→ JOB 1: Translate this sentence from the forum thread into Spanish: "what has your experience been with the reliability of the adjustable suspension?"

→ EXCERPT TO READ:
>> Start

# long term reliability of allroad suspension system?



## sieben (Nov 23, 2002)

does anyone have an early allroad with 60, 70, 80k miles or more?
what has your experience been with the reliability of the adjustable suspension?
I can only imagine that they'll last 80k miles or so and require replacement at a cost of several thousand $
all comments appreciated


----------



## A4Jetta (Feb 16, 1999)

*Re: long term reliability of allroad suspension system? (silver30v)*

I haven't heard of any quality problems with allroad's air suspension. My friend's mom owns a 01, its air suspension still works fine after a couple of years of ownership.


----------



## sieben (Nov 23, 2002)

*Re: long term reliability of allroad suspension system? (A4Jetta)*


_Quote, originally posted by *A4Jetta* »_I haven't heard of any quality problems with allroad's air suspension. My friend's mom owns a 01, its air suspension still works fine after a couple of years of ownership.

how many miles?

>> End

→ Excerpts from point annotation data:
>> Start

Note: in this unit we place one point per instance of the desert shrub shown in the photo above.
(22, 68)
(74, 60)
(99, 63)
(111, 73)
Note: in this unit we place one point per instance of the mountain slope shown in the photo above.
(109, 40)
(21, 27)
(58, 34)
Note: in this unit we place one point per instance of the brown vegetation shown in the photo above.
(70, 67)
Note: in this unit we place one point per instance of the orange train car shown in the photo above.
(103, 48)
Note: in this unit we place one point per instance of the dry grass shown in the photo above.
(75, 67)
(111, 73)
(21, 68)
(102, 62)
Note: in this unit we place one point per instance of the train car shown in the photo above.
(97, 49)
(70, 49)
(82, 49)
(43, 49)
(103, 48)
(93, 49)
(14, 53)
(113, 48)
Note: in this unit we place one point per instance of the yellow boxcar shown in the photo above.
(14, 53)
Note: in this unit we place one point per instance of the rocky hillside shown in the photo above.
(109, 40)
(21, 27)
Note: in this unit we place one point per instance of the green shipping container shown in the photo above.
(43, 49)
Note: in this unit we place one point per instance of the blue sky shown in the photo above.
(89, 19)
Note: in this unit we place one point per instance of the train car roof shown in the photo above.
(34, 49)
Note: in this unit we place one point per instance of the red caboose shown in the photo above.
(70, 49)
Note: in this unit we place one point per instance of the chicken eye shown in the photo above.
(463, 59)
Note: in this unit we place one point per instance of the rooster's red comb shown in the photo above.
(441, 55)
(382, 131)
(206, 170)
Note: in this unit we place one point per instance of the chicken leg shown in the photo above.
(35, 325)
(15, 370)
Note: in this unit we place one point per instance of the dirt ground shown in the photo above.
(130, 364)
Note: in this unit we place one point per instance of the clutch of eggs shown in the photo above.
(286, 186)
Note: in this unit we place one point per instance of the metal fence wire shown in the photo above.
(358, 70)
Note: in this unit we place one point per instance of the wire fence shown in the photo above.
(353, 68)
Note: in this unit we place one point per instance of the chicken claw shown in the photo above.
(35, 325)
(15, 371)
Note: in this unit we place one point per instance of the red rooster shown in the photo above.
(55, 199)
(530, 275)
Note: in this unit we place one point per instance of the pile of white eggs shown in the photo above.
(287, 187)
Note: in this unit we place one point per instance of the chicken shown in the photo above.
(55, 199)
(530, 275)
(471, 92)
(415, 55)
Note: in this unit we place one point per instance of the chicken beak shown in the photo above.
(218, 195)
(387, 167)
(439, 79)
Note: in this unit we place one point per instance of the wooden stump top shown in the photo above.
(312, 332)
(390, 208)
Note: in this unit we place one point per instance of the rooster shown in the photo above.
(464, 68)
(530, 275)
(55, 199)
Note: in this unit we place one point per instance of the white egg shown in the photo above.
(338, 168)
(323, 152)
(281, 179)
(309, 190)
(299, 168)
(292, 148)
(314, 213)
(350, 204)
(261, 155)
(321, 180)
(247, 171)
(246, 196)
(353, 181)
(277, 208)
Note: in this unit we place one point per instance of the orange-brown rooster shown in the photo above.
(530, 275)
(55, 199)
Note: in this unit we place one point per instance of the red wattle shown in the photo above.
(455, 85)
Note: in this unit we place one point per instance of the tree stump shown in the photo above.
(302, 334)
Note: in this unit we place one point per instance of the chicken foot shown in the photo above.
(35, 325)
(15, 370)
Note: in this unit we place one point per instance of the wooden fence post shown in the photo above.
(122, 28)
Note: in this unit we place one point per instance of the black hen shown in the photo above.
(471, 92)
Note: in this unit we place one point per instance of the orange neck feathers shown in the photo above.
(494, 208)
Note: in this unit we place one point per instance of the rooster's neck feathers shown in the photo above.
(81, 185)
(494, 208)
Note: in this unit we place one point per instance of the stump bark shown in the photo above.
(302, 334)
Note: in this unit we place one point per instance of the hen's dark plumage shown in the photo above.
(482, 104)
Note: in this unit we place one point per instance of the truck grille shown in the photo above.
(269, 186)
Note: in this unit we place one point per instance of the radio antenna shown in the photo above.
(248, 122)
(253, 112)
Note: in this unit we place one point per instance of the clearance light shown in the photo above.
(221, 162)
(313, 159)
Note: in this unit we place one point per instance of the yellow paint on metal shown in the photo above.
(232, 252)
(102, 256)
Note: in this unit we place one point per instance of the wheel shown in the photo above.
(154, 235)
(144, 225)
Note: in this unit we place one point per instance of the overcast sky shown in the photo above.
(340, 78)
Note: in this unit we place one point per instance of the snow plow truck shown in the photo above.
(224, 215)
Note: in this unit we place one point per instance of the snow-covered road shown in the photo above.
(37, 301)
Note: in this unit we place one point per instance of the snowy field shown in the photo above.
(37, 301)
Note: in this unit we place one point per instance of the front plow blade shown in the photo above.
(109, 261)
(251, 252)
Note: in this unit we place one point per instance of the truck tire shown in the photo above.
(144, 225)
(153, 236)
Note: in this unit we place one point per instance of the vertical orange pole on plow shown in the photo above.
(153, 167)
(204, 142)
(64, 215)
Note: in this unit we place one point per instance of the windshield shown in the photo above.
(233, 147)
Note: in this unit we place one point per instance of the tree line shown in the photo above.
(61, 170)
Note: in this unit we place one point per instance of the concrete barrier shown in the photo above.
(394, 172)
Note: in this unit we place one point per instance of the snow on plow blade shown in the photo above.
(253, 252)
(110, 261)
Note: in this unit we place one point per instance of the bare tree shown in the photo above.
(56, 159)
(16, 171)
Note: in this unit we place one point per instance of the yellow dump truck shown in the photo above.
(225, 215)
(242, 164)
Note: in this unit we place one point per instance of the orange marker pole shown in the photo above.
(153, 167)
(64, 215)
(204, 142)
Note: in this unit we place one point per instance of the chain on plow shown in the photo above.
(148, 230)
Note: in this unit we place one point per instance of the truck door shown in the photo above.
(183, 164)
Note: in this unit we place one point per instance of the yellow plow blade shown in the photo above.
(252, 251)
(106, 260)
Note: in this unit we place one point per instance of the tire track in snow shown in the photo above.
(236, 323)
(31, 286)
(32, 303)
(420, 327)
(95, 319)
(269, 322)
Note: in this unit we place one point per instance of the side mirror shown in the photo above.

>> End

→ JOB 2: Show every row that contains the string "tire".

→ CORRECT OUTPUT 1: ¿Cuál ha sido su experiencia con la fiabilidad de la suspensión ajustable?

→ CORRECT OUTPUT 2:
Note: in this unit we place one point per instance of the truck tire shown in the photo above.
Note: in this unit we place one point per instance of the tire track in snow shown in the photo above.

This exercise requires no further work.